#### DOCUMENT PASSAGE
The words...
...putting all your eggs in one basket spring to mind!
Colt Telecom customers might be finding themselves without internet access today after an undersea cable was cut. A spokeswoman was unable to give us any details beyond admitting there "were some issues". But Register readers have been told that a severed undersea cable running between the UK and mainland Europe is the cause …
The RIAA probably told Evil Lord Mandelson that there was an illegal copy of the latest Britney Spears MP3 flying down the cable so Mandelson ordered his Royal Navy to cut the cable.
I say his Royal Navy because well, he's clearly the one running the government nowadays, despite that being against the will of the entire population.
Wasn't one of the great points about T'Interweb being its resilience, that it could magically reconfigure itself to get round failure points ?
Of Course T'Interweb Two Dot Nowt won't have such problems. When your Cloud comes untethered and drifts off over the horizon you won't even notice. Honest.
Makes for reading the PR on Colt's web site quite amusing; "There must be rock-solid resilience because downtime just doesn’t cut it". Ah, if only it were a prefect world.
The cable cut idea doesn't sound very likely to me. This is an outage affecting access to their Ethernet services around Europe. Businesses in the UK have lost their ethernet IP access, as have those in Dublin, Brussels and Milan. Besides, the Colt network is peered with many other networks on both sides of the channel, so the whole thing shouldn't go down.
Apparently the hardware vendors have been called in to try diagnose the problem from traffic captures, which makes it sound like a multiple simultaneous hardware failure. Perhaps some kind of cascade failure or one of these "look how easily routing can be subverted" attacks that the doom-mongers have been predicting for years.
Whatever the reason, I don't envy the Colt engineers right now!
Does anyone really believe that a telecoms provider can be so dumb about the internet that losing one cable cuts off Europe?
Well, it might, if they buy capacity from two different providers that happens to be routed down to same cable, or just the same duct when a JCB digs a hole in the wrong place.
I wonder how many "independent" internet connections go through the Channel tunnel?
"Wasn't one of the great points about T'Interweb being its resilience, that it could magically reconfigure itself to get round failure points ?"
########
*DESCRIPTION OF THE TASK*
Could you extract, word for word, the part of the Colt Telecom outage thread that opens with the words containing "I say his Royal" and closes with "a prefect world."? The data has nothing to do with the thread above.
#### AVAILABLE DATA
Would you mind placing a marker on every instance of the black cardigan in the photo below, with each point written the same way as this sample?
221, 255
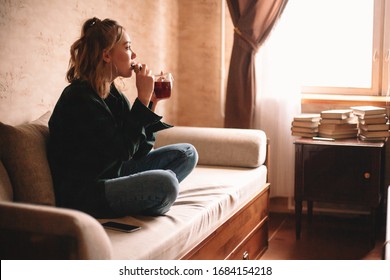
########
*FINISHED EXERCISE*
I say his Royal Navy because well, he's clearly the one running the government nowadays, despite that being against the will of the entire population.
Wasn't one of the great points about T'Interweb being its resilience, that it could magically reconfigure itself to get round failure points ?
Of Course T'Interweb Two Dot Nowt won't have such problems. When your Cloud comes untethered and drifts off over the horizon you won't even notice. Honest.
Makes for reading the PR on Colt's web site quite amusing; "There must be rock-solid resilience because downtime just doesn’t cut it". Ah, if only it were a prefect world.